◆ Document excerpt:
* start *

Yang’s account conflicts with that of Microsoft’s advisors and executives. They have said that they received no counteroffer from Yahoo for three months, after Microsoft’s deadline to consummate the deal had expired. They also said that Yang and his board offered various prices of 37 U.S. dollars a share or above and ultimately refused to budge on those numbers.

Microsoft had raised its initial bid to 33 U.S. dollars a share when Yang and his co-founder, David Filo, met with Ballmer and other Microsoft executives at the Seattle airport on Saturday. The Yahoo founders said their board had authorized an acquisition at 37 U.S. dollars a share.

After that meeting, Ballmer made public a letter to Yang withdrawing the offer and expressing disappointment that Yahoo did not move toward accepting it.

In the interview Monday, Yang and Roy Bostock, Yahoo’s chairman, said they were negotiating in good faith and that throughout the process they were open and receptive to a merger with Microsoft. Yang also said he spent personal time alone with Ballmer but that they were ultimately unable to bridge their differences.

Yang also looked ahead to the daunting task of guiding Yahoo’s growth as an independent company.

“I feel like we now have the task to continue to build shareholder value,” he said. “This is just creating another set of challenges we have to overcome as a company. We have to show the world the opportunity that we have been talking about for the last three months.”

* end *

◆ Exercise prompt: Copy the passage on the Yahoo and Microsoft talks word for word, everything from "Microsoft had raised" down to "toward accepting it.".

◆ Source data:

* start *

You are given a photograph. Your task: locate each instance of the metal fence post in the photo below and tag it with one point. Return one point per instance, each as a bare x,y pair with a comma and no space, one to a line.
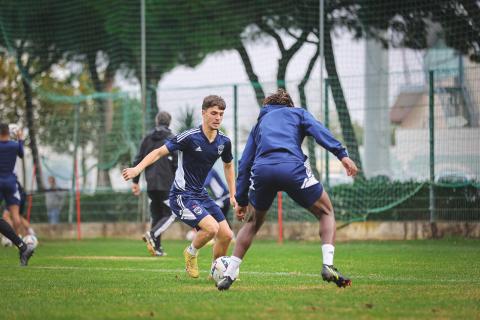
431,126
327,124
235,126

* end *

◆ Response:
Microsoft had raised its initial bid to 33 U.S. dollars a share when Yang and his co-founder, David Filo, met with Ballmer and other Microsoft executives at the Seattle airport on Saturday. The Yahoo founders said their board had authorized an acquisition at 37 U.S. dollars a share.

After that meeting, Ballmer made public a letter to Yang withdrawing the offer and expressing disappointment that Yahoo did not move toward accepting it.